## Given data

=====

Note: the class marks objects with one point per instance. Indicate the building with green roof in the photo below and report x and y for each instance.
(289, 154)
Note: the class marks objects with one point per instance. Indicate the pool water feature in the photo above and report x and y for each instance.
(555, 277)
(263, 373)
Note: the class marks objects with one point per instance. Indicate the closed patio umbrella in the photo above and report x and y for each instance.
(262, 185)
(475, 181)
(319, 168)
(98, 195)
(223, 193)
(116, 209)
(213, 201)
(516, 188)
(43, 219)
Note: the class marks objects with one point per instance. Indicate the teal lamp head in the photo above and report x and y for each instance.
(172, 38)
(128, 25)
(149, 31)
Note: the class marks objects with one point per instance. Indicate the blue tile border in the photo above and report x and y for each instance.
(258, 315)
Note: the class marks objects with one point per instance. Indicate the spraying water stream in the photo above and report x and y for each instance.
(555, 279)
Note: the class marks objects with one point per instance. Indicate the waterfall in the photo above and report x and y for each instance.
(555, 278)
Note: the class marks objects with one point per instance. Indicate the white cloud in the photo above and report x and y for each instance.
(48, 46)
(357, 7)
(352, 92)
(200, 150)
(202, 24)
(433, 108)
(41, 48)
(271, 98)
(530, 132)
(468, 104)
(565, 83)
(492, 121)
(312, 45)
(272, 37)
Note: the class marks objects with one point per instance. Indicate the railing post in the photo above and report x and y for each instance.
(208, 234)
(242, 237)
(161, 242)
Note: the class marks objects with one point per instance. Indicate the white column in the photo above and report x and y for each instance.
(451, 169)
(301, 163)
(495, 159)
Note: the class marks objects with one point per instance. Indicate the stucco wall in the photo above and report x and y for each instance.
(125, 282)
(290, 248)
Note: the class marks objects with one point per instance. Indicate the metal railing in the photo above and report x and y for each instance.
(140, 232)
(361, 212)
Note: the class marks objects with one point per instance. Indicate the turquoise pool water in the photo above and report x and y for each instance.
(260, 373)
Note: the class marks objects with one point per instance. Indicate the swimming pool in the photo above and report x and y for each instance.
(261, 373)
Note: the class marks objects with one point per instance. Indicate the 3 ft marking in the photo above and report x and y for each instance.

=====

## Written request
Recopy the whole listing exactly.

## Full answer
Note: the class marks objects with one point per instance. Indicate the building with green roof in the photo below and report x and y for each instance.
(289, 154)
Note: the class marks objects with one point per instance. Indicate the pool water feature in the photo above and report x and y for each instance.
(555, 277)
(263, 373)
Note: the class marks objects with one point per instance. Indicate the closed patio umbrella in the photo above and report x and y for each instance.
(262, 185)
(475, 181)
(319, 168)
(98, 195)
(223, 193)
(116, 209)
(213, 201)
(516, 188)
(43, 219)
Note: the class marks objects with one point per instance. Indicate the teal lamp head in the photo above and report x and y for each instance.
(172, 38)
(128, 25)
(149, 31)
Note: the class marks objects with one point per instance. Indicate the blue tile border in the photo above and report x and y for each instance.
(258, 315)
Note: the class marks objects with one point per instance. Indicate the spraying water stream in the photo above and report x and y for each instance.
(555, 279)
Note: the class marks objects with one point per instance. Indicate the waterfall in the photo above and report x and y for each instance.
(555, 278)
Note: the class marks objects with one point per instance. Indicate the white cloud in the photo above and report x and y for each instance.
(48, 46)
(357, 7)
(352, 92)
(200, 150)
(202, 24)
(433, 108)
(41, 48)
(271, 98)
(530, 132)
(468, 104)
(565, 83)
(492, 121)
(312, 45)
(272, 37)
Note: the class marks objects with one point per instance. Indicate the railing post in the photo above and report x and y for each instance.
(208, 234)
(242, 237)
(161, 242)
Note: the class marks objects with one point per instance. Indicate the white column in the photo above and report x and y for each instance.
(451, 169)
(301, 163)
(495, 159)
Note: the class marks objects with one point per instance. Indicate the stucco wall in the photo above and report x and y for each instance.
(125, 282)
(290, 248)
Note: the class marks objects with one point per instance. Indicate the metal railing in the photo above and report x and y for each instance.
(140, 232)
(361, 212)
Note: the class marks objects with one point per instance. Indicate the turquoise pool water in the photo above and report x and y for each instance.
(260, 373)
Note: the class marks objects with one point per instance. Indicate the swimming pool in the photo above and report x and y for each instance.
(261, 373)
Note: the class marks objects with one point per instance. Indicate the 3 ft marking in the photo above and report x and y for each instance.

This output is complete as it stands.